** ENUNCIADO **
Devolva todas as linhas dos itens abaixo que contêm a palavra "would", levando em conta a diferença entre maiúsculas e minúsculas.

** DADOS DE ENTRADA **
+ + + + + + +
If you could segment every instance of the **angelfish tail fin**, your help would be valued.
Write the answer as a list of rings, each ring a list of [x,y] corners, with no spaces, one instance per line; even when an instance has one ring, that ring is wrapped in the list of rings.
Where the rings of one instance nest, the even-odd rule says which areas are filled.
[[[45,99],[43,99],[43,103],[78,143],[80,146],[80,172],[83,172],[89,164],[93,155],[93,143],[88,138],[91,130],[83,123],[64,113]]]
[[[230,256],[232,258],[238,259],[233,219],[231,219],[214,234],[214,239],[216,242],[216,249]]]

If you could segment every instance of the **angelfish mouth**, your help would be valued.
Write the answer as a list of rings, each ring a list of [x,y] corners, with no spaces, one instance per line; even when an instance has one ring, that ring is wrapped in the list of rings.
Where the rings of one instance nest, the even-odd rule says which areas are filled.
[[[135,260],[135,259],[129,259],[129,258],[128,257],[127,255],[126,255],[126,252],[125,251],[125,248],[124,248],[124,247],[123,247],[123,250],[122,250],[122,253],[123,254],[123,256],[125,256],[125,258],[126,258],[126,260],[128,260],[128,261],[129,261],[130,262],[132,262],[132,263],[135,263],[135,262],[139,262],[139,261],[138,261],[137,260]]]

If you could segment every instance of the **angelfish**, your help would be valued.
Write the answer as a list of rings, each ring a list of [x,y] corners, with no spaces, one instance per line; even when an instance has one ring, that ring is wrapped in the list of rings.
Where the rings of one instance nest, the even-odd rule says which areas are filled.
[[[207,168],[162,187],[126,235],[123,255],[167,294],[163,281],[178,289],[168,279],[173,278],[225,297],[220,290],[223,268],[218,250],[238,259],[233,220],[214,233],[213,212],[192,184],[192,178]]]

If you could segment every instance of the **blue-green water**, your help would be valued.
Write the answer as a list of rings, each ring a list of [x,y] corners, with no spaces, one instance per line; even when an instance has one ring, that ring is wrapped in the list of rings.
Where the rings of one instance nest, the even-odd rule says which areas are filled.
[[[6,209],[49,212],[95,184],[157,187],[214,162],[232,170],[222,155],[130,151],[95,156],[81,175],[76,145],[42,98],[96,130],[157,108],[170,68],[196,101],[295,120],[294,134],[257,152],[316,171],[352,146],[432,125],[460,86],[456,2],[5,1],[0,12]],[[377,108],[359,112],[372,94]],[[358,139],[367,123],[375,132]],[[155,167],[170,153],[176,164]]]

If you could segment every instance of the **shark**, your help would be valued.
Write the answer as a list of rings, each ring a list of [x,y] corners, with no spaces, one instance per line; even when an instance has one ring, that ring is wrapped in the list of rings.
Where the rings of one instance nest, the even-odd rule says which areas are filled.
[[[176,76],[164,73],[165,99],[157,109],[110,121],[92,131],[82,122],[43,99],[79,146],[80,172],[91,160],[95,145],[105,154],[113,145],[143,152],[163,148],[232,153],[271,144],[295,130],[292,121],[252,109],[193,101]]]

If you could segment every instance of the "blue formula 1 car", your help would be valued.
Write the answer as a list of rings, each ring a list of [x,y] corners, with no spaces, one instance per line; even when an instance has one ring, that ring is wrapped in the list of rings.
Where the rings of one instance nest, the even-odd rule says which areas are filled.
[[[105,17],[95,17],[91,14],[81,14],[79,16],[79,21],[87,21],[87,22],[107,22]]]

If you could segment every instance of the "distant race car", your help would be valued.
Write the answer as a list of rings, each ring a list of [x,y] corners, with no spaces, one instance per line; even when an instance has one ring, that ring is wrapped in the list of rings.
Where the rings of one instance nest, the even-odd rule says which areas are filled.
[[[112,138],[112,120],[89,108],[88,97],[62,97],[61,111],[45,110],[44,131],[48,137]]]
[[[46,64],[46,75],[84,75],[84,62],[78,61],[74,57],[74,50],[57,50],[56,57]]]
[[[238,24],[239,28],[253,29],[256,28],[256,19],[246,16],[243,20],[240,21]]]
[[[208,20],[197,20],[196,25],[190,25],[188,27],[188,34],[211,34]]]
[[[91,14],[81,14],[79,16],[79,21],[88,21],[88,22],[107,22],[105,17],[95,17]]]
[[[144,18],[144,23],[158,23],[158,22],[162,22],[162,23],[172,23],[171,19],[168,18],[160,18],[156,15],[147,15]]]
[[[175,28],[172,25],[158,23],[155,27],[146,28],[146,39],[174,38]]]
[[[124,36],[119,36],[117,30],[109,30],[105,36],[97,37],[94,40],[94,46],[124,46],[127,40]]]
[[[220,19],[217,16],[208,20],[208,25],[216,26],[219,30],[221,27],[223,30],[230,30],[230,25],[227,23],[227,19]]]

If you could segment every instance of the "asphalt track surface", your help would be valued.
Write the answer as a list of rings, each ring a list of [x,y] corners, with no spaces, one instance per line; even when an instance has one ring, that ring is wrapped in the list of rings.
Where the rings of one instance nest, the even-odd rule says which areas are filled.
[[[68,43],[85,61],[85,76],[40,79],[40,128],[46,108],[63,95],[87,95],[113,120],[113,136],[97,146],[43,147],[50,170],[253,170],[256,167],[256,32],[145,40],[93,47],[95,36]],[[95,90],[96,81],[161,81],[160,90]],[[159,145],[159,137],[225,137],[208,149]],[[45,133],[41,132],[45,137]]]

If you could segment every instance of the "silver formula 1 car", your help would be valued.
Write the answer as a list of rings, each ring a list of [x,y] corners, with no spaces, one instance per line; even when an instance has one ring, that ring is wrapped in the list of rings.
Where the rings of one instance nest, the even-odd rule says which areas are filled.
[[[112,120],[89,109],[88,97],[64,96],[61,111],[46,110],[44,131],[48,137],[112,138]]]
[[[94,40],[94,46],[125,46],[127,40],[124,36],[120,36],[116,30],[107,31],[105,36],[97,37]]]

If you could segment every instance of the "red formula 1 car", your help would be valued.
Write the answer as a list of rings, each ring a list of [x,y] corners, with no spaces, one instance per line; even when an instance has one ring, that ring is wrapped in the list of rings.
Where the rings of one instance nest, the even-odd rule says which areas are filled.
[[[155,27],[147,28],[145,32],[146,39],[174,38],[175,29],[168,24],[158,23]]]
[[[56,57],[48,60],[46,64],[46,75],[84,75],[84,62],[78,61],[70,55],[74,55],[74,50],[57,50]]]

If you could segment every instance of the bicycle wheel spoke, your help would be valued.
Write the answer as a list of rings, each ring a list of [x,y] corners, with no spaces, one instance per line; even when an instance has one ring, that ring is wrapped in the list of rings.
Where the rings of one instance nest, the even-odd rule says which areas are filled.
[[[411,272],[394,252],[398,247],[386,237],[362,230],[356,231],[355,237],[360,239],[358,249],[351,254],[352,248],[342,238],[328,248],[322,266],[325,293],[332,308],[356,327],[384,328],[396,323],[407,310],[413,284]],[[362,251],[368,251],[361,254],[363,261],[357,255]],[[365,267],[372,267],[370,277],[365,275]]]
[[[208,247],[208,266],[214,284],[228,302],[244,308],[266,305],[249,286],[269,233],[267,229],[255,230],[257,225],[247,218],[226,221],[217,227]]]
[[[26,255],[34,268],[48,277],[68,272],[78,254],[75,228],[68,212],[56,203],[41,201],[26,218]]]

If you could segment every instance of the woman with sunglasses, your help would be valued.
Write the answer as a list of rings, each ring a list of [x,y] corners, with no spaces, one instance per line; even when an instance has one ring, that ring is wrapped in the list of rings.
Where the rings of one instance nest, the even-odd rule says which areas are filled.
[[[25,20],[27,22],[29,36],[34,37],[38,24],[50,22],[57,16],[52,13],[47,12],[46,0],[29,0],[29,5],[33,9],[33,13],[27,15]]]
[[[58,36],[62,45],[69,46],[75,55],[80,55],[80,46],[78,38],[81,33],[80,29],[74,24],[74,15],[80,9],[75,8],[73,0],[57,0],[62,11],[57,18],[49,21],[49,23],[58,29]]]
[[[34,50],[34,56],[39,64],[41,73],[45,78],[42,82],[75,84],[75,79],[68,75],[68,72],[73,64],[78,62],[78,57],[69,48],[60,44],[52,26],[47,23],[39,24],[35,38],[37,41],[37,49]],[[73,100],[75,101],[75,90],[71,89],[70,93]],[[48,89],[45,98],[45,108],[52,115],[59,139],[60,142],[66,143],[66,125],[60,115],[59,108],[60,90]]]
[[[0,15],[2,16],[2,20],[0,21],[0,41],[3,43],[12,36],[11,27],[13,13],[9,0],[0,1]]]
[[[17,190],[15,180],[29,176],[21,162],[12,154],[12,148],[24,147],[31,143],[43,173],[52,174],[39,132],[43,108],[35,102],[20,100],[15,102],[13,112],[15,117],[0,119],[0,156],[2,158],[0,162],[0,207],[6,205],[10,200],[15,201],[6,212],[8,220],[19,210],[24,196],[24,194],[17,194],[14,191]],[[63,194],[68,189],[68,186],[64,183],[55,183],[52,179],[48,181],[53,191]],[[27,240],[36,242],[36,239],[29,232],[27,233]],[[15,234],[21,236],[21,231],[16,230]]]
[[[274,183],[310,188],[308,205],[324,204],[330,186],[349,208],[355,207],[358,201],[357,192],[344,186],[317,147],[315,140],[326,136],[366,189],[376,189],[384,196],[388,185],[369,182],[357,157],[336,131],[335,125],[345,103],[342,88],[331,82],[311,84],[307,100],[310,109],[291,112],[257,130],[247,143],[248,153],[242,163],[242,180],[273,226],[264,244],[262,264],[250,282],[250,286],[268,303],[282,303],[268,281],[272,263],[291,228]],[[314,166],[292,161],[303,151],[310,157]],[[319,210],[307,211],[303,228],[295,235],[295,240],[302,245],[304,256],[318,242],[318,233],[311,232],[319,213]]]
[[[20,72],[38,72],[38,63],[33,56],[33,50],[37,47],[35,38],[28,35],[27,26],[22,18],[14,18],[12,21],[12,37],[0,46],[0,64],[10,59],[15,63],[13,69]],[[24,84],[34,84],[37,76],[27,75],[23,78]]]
+ + + + + + +
** RESOLUÇÃO **
If you could segment every instance of the **angelfish tail fin**, your help would be valued.
If you could segment every instance of the **angelfish mouth**, your help would be valued.
If you could segment every instance of the **angelfish**, your help would be valued.
If you could segment every instance of the **blue-green water**, your help would be valued.
If you could segment every instance of the **shark**, your help would be valued.
If you could segment every instance of the "blue formula 1 car", your help would be valued.
If you could segment every instance of the "distant race car", your help would be valued.
If you could segment every instance of the "asphalt track surface", your help would be valued.
If you could segment every instance of the "silver formula 1 car", your help would be valued.
If you could segment every instance of the "red formula 1 car", your help would be valued.
If you could segment every instance of the bicycle wheel spoke, your help would be valued.
If you could segment every instance of the woman with sunglasses, your help would be valued.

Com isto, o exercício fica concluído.